## START Data supplied

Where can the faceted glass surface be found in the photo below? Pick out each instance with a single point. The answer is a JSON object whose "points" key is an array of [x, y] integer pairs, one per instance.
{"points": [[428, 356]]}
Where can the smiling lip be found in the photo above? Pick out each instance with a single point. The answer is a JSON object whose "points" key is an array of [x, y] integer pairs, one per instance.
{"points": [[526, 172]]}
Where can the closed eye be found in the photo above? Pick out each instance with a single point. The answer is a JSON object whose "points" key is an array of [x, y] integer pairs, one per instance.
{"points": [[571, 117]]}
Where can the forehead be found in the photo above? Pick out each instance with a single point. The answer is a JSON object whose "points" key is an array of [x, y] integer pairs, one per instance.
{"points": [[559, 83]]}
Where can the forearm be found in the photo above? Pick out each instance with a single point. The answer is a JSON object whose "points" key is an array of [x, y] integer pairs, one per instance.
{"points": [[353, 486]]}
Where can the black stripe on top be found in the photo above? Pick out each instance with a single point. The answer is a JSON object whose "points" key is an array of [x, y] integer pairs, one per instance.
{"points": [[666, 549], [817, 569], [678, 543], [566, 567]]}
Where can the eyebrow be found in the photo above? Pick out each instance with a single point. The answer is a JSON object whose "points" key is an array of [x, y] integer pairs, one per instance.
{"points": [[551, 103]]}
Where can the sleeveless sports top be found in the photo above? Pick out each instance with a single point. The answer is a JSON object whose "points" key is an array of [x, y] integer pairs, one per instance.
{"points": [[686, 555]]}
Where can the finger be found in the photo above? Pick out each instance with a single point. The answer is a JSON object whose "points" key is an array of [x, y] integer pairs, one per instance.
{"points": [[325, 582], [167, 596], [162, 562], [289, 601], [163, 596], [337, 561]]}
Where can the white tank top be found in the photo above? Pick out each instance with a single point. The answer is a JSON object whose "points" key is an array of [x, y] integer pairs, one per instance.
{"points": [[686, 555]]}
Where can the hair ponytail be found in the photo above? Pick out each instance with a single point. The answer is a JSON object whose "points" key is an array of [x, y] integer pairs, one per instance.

## END Data supplied

The lines above should be duplicated exactly.

Where can the faceted glass surface be found in the photo below? Pick out each instance with a single point. The answer is a JSON object whose "points" key is an array of [x, y] integer pairs, one per instance.
{"points": [[428, 356]]}
Where can the smiling lip be found in the photo above? Pick out each instance with a single point. The answer is a JSON object whose "points" key is an array of [x, y] integer pairs, one per instance.
{"points": [[526, 172]]}
Where can the closed eye be found in the photo above? Pick out each instance with a single point. The answer is a JSON object whose "points" key is an array of [x, y] integer pairs, one per instance.
{"points": [[571, 117]]}
Where can the forehead be found in the photo above? Pick out each instance with a single point. The answer is a JSON object whose "points" key is an array of [x, y] integer pairs, one per instance.
{"points": [[559, 83]]}
Where can the forearm be found in the photo above? Pick out each instance with a single point. The answer is a JSON object whose "points" key is an array of [x, y] integer pairs, one per instance.
{"points": [[353, 486]]}
Where can the black stripe on top be found in the photo above? Pick out each instance with a single point. The answer is a JSON object whose "points" key is an array of [x, y] integer pairs, one per instance.
{"points": [[666, 549], [817, 569], [678, 543], [566, 567]]}
Where can the eyebrow be found in the photo above? Pick out each instance with a single point. The answer is a JSON object whose "points" key is an array of [x, y] integer pairs, one per instance.
{"points": [[551, 103]]}
Where can the sleeveless sports top be found in the photo above? Pick out each instance with a single point. The answer is a JSON object whose "points" key is an array of [x, y] integer pairs, one per instance.
{"points": [[686, 555]]}
Where can the finger be found in the photo above? Pick out each instance with a single point. The answer is a JSON object whose "points" key is an array of [x, y] integer pairs, one per instance.
{"points": [[325, 582], [167, 596], [162, 562], [289, 601], [163, 596], [337, 561]]}
Where can the white tank top be found in the photo above? Pick out each instance with a single point. The answer is a JSON object whose "points" key is an array of [x, y] integer pairs, one per instance.
{"points": [[686, 555]]}
Where can the hair ponytail be found in the photo above? Pick out each instance with a single point. The answer is a JSON object whose "points" key is an array of [x, y] integer pairs, one per instance.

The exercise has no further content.